## begin Raw data
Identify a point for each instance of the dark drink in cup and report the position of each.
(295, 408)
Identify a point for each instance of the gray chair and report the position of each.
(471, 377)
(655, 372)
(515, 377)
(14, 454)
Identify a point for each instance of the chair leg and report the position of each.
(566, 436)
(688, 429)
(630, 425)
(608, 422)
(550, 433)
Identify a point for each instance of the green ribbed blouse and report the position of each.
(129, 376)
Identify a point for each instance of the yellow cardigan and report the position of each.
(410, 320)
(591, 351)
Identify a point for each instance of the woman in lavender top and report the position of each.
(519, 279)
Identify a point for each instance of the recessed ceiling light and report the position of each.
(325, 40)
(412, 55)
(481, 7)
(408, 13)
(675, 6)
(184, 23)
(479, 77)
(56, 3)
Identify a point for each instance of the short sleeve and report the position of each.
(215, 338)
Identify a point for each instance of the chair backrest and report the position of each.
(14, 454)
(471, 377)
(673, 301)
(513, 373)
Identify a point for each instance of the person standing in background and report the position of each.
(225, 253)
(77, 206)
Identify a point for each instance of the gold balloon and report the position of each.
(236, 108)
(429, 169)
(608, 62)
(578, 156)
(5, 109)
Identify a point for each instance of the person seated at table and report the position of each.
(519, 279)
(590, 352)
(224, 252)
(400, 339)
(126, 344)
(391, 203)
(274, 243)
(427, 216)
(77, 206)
## end Raw data
**Exercise description:** Copy all of the material above line for line, with no changes.

**Response to the task:**
Identify a point for each instance of the dark drink in cup and report the position of each.
(295, 408)
Identify a point for each instance of the gray chair and report the position of each.
(471, 377)
(655, 372)
(515, 377)
(14, 454)
Identify a point for each instance of the chair leg and report the position of each.
(566, 436)
(688, 429)
(630, 425)
(608, 422)
(550, 433)
Identify a point for each instance of the green ribbed blouse and report the position of each.
(129, 376)
Identify a point for each instance of the yellow cardigan and report the position of each.
(410, 320)
(591, 351)
Identify a point for each instance of the woman in lavender top and report the position of each.
(519, 279)
Identify a point for each instance of the recessed ceiling light and report the position of each.
(325, 40)
(412, 55)
(481, 7)
(408, 13)
(675, 6)
(184, 23)
(479, 77)
(56, 3)
Identify a point for each instance of the short sleeve and report the position of each.
(215, 338)
Identify a point for each instance of the chair backrest and report the position of each.
(14, 454)
(471, 377)
(673, 301)
(513, 373)
Identify a point for each instance of the person standing in background and report the position of each.
(225, 253)
(77, 206)
Identify a point for each instance of the gold balloon and report the position of each.
(236, 108)
(429, 169)
(608, 62)
(578, 156)
(5, 109)
Identify a point for each instance of the person seated at table and report the position of each.
(519, 279)
(590, 352)
(224, 252)
(400, 339)
(126, 344)
(391, 203)
(274, 243)
(427, 216)
(77, 206)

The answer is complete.